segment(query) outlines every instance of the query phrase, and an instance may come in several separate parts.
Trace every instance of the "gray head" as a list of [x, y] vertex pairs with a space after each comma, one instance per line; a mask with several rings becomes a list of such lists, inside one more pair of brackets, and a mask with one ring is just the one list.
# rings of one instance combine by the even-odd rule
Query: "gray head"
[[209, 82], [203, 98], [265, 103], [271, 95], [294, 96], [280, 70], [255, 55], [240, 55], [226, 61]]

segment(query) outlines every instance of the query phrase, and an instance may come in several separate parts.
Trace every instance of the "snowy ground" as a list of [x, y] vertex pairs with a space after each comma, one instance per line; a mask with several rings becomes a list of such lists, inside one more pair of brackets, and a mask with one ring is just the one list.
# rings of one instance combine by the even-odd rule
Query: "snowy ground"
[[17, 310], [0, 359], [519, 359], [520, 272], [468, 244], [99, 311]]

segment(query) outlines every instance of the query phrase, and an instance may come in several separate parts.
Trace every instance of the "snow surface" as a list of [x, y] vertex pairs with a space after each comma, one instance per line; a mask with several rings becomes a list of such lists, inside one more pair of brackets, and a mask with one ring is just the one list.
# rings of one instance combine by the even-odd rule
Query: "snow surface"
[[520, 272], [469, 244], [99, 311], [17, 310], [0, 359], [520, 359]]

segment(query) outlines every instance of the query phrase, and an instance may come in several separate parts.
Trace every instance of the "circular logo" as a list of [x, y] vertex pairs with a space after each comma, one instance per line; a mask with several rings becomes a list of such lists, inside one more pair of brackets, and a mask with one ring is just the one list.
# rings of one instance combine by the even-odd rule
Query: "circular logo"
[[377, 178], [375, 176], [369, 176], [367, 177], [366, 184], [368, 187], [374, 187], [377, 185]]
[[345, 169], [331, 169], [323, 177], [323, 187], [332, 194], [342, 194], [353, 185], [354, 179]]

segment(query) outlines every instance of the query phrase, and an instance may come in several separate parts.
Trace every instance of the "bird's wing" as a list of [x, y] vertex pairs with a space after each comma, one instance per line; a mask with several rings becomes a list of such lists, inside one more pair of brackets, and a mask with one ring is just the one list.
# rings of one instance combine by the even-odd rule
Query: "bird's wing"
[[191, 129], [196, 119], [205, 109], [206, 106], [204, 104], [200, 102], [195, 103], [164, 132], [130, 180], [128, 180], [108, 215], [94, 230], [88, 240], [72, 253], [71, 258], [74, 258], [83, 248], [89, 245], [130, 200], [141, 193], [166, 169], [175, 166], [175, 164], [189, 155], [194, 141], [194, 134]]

» DO THIS
Reproduce the listing above, putting "coordinate pairs" wherever "vertex pairs" appears and changing nothing else.

» TASK SOLUTION
segment(query) outlines every instance of the query phrase, and an instance may come in several separate parts.
Trace every instance of the "gray head" as a list of [x, y] coordinate pairs with a space after each comma, one instance per line; a mask with several rings becomes a list of such lists, inside one more pair of brackets, and a mask with one ring is just the one list.
# rings of one instance combine by the even-odd rule
Query: "gray head"
[[209, 82], [203, 98], [265, 103], [271, 95], [294, 96], [280, 70], [255, 55], [240, 55], [226, 61]]

segment(query) outlines every instance of the query phrase, and an instance may come in several separate parts.
Trace every instance of the "snowy ground" as a list of [x, y] coordinate pairs with a space after each comma, one instance per line; a mask with several rings becomes a list of such lists, inside one more pair of brackets, and a mask with one ring is just the one list.
# rings of one instance combine by the even-odd rule
Query: "snowy ground"
[[17, 310], [0, 359], [519, 359], [520, 272], [468, 244], [99, 311]]

segment(query) outlines every instance of the query phrase, and an instance may come in several separate parts.
Trace every instance of the "snow surface" as a list of [x, y] coordinate pairs with a space after each comma, one instance per line; a mask with several rings becomes a list of such lists, inside one more pair of brackets, and a mask with one ring is just the one list.
# rings of one instance combine by the even-odd rule
Query: "snow surface"
[[520, 272], [469, 244], [99, 311], [17, 310], [0, 359], [520, 359]]

segment(query) outlines every instance of the query phrase, and an instance may come in several separate parts.
Trace every instance of the "circular logo" as a list of [x, y] coordinate pairs with a space after each comma, one instance per line; a mask with several rings becomes a list of such lists, inside one more pair of brackets, and a mask with one ring is just the one list.
# rings of one instance combine by the even-odd rule
Query: "circular logo"
[[377, 178], [375, 176], [369, 176], [367, 177], [366, 184], [368, 187], [374, 187], [377, 185]]
[[345, 169], [331, 169], [323, 177], [323, 187], [332, 194], [342, 194], [353, 185], [354, 179]]

segment(query) outlines every instance of the query phrase, and an instance may come in several separate parts.
Trace every instance of the "bird's wing" as a list of [x, y] coordinate pairs with a space after each comma, one instance per line; a mask with several rings becomes a list of such lists, inside one more pair of brackets, and a mask with one ring is just the one list.
# rings of one instance combine by the even-odd rule
Query: "bird's wing"
[[191, 129], [196, 119], [205, 109], [206, 106], [204, 104], [200, 102], [195, 103], [164, 132], [130, 180], [128, 180], [108, 215], [94, 230], [88, 240], [72, 253], [71, 258], [74, 258], [83, 248], [89, 245], [130, 200], [141, 193], [166, 169], [175, 166], [175, 164], [189, 155], [194, 141], [194, 134]]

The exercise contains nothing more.